Given instruction A — List each quantity that the proof below defines as a supremum, with its definition.

Passage given —
** START **

Prove $\limsup\limits_{n \to \infty} (a_n+b_n) \le \limsup\limits_{n \to \infty} a_n + \limsup\limits_{n \to \infty} b_n$

Solution 1:

Define for all natural numbers $k$: $A_k = \sup\{ a_n: n \ge k \}$, $B_k = \sup\{ b_n: n \ge k \}$ (where $A_k, B_k \in \mathbb{R} \cup \{+\infty\}$, (They are decreasing because for larger $k$ we take the $\sup$ of fewer terms), so that by definition $\limsup_{n \to \infty} a_n = \lim_{k \to \infty} A_k$ and similarly for $B_k$ and $\limsup_{n \to \infty} b_n$. Also we consider the $C_k = \sup \{ (a_n + b_n) : n \ge k \}$, so that $\lim_{k \to \infty} C_k = \limsup_{n \to \infty} (a_n+b_n)$.

Now, fix an index $k$, then for all $n \ge k$ we have $a_n + b_n \le A_k + B_k$, because we estimate $a_n$ by the supremum of all terms of $(a_n)$ with $n \ge k$ and likewise for the $b_n$. As (for fixed $k$) the right hand side is fixed:

$$C_k = \sup \{ (a_n + b_n : n \ge k \} \le A_k + B_k\mbox{.}$$

This holds for all $k$, so we take the $\inf$ or $\lim$ on both sides as $k$ tends to infinity, and this preserves the inequality and we are done.

** END **

Given records —

** START **

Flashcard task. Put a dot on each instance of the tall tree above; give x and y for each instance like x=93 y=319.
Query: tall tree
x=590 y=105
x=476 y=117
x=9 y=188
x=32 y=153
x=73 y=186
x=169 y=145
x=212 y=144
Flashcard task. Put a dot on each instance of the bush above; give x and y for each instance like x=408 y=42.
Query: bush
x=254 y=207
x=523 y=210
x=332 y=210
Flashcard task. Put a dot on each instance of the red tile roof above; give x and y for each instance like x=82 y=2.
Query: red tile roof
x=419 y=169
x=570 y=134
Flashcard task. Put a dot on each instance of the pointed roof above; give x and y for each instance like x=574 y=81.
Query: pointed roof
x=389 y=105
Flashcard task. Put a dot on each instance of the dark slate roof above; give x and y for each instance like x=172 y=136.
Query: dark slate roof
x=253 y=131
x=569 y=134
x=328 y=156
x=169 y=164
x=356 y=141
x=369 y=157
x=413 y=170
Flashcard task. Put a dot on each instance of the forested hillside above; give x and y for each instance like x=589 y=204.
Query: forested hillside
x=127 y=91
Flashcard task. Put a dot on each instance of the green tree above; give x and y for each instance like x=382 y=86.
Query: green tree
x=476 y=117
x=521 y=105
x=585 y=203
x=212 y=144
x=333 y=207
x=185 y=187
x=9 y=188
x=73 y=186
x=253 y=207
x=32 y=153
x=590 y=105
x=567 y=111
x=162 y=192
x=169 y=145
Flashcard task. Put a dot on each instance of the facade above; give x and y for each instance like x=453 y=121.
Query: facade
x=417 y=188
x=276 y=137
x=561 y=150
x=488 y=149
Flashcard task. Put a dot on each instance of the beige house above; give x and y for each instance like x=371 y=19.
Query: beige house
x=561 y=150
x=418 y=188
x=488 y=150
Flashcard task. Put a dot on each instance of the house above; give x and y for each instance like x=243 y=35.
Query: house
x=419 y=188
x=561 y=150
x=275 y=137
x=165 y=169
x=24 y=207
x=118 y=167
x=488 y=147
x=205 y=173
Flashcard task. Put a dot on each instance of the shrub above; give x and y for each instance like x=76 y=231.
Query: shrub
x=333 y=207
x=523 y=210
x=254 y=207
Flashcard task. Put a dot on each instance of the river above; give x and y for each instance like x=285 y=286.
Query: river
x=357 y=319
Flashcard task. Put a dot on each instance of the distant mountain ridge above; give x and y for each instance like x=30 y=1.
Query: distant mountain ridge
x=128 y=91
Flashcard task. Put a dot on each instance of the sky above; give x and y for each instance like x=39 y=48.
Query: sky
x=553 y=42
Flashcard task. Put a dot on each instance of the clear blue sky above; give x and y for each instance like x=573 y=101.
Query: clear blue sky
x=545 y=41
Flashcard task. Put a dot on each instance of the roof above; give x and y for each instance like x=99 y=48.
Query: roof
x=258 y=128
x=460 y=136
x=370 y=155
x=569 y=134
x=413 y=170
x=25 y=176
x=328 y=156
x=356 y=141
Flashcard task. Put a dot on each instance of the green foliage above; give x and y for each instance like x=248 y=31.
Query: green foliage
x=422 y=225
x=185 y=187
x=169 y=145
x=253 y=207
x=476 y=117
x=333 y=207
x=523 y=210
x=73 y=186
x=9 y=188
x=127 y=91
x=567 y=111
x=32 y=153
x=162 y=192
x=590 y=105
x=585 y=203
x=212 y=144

** END **
** START **

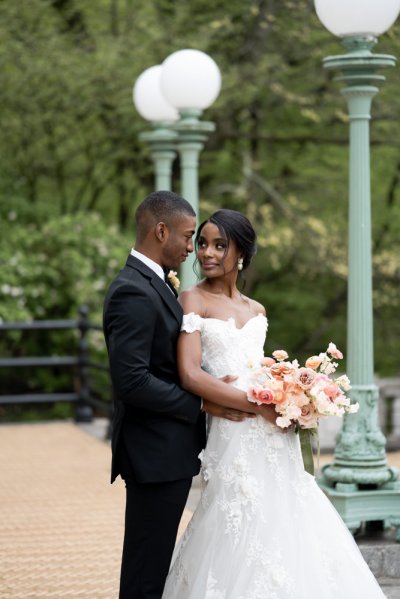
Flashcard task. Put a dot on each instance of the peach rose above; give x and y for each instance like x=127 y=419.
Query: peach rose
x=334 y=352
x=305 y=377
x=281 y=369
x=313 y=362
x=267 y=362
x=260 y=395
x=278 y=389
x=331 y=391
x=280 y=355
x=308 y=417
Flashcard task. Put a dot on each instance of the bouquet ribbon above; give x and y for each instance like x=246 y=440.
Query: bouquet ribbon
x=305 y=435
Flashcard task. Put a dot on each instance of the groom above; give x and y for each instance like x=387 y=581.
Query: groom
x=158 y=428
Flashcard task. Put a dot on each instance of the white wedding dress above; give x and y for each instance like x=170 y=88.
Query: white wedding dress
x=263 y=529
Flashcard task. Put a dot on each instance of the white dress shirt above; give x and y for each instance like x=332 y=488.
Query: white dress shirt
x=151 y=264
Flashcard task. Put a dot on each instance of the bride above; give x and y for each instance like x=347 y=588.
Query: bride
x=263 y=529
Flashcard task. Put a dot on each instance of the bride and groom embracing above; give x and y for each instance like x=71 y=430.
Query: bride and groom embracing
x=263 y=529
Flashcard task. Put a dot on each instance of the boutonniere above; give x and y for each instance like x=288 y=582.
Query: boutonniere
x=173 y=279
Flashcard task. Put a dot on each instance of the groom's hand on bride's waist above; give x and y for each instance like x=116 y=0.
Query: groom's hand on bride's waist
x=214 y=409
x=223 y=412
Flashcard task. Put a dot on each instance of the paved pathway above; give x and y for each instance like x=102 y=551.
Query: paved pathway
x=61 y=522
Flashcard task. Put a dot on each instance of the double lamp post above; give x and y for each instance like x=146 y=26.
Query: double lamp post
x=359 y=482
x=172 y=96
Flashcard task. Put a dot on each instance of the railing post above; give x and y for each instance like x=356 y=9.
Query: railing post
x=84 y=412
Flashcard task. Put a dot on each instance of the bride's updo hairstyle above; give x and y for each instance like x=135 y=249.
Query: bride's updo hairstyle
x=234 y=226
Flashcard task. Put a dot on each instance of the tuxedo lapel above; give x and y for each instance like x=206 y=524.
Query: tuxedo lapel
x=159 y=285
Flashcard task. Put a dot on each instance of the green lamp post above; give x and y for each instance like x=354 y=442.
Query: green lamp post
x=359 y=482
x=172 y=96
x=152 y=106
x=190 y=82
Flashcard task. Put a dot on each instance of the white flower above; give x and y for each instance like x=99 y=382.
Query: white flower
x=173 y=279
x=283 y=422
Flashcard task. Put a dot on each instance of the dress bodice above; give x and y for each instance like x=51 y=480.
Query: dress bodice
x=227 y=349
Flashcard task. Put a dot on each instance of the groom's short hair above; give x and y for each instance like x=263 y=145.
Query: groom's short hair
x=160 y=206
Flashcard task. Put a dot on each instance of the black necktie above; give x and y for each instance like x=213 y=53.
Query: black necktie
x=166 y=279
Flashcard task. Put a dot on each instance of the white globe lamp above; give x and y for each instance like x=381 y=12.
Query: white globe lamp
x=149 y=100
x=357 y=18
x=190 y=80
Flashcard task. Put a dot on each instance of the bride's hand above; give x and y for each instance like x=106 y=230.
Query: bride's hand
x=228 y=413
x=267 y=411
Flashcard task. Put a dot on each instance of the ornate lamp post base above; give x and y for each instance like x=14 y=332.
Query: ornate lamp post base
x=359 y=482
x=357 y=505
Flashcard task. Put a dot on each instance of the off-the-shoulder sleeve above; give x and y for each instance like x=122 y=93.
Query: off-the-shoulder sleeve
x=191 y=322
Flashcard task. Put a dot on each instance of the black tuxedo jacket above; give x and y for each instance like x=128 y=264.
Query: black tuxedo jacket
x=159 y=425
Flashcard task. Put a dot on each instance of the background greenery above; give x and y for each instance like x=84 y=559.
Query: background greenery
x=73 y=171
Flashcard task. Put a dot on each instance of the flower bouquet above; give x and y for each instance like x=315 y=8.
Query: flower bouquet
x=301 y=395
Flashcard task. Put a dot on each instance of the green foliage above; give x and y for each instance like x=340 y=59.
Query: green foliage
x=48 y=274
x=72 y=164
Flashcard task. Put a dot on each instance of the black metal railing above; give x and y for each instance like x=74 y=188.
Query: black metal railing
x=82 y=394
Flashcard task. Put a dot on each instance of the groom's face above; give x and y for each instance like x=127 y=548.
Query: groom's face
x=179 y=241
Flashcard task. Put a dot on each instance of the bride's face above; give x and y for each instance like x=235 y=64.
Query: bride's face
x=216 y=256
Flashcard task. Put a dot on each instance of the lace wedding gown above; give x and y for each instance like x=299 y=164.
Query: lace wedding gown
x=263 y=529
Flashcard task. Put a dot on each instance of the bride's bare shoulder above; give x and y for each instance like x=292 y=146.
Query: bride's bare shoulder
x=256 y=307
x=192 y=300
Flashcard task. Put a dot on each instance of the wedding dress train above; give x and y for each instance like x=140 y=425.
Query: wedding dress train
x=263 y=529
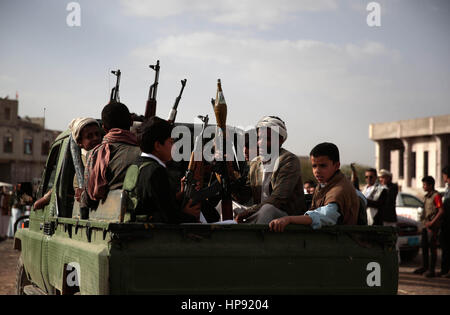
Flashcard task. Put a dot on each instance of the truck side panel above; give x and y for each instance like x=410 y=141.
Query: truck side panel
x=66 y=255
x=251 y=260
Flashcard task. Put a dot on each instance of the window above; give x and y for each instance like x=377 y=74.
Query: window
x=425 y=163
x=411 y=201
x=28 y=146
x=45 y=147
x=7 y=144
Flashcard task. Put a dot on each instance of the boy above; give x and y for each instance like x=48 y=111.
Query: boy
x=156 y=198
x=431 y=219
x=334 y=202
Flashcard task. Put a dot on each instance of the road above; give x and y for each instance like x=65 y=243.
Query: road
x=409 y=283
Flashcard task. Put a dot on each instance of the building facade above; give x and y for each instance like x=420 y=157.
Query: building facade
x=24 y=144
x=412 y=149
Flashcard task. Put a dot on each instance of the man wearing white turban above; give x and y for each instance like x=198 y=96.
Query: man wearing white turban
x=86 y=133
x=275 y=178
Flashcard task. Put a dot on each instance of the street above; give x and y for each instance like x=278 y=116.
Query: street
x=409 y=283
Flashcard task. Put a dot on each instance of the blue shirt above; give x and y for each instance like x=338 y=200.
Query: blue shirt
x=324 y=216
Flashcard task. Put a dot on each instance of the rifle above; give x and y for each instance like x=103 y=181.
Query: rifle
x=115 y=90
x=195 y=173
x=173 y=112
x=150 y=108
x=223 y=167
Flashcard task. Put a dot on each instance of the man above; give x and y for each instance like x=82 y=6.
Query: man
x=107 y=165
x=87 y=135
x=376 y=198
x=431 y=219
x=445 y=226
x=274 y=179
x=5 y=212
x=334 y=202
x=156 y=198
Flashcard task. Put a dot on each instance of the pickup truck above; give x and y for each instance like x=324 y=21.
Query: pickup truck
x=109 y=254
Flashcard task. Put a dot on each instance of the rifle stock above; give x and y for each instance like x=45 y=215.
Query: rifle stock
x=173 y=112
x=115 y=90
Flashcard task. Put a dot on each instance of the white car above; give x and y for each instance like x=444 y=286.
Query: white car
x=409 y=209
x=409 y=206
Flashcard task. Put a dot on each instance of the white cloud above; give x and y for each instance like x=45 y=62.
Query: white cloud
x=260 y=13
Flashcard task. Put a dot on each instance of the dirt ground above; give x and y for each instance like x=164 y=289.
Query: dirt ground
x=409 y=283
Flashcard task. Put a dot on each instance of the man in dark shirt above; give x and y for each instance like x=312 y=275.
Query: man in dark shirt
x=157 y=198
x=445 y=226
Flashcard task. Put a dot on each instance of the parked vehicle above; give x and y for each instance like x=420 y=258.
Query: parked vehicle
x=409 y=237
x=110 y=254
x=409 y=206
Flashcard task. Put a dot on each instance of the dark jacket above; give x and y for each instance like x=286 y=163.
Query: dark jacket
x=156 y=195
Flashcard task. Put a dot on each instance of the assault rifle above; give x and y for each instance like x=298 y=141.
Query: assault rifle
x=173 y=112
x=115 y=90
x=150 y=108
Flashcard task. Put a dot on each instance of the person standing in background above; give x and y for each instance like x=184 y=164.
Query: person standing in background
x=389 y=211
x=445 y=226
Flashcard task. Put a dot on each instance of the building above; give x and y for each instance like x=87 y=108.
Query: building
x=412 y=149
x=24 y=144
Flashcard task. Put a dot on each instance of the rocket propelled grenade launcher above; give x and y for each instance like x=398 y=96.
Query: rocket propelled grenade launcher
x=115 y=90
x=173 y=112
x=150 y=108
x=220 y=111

** END **

Given instruction B — In the records, copy the stretch from the line containing "like x=128 y=264." through the line containing "x=301 y=395", substituting "Place a mark on" for "Put a dot on" and keeping everything else the same.

Response A —
- $A_k = \sup\{ a_n: n \ge k \}$
- $B_k = \sup\{ b_n: n \ge k \}$
- $C_k = \sup \{ (a_n + b_n) : n \ge k \}$

Response B —
Flashcard task. Place a mark on each instance of the black tuxedo jacket above; give x and y for each instance like x=128 y=264.
Query: black tuxedo jacket
x=159 y=425
Flashcard task. Place a mark on each instance of the background greenery above; give x and y for each instance like x=84 y=559.
Query: background greenery
x=73 y=171
Flashcard task. Place a mark on each instance of the flower bouquet above; give x and y for each instance like x=315 y=8.
Query: flower bouquet
x=301 y=395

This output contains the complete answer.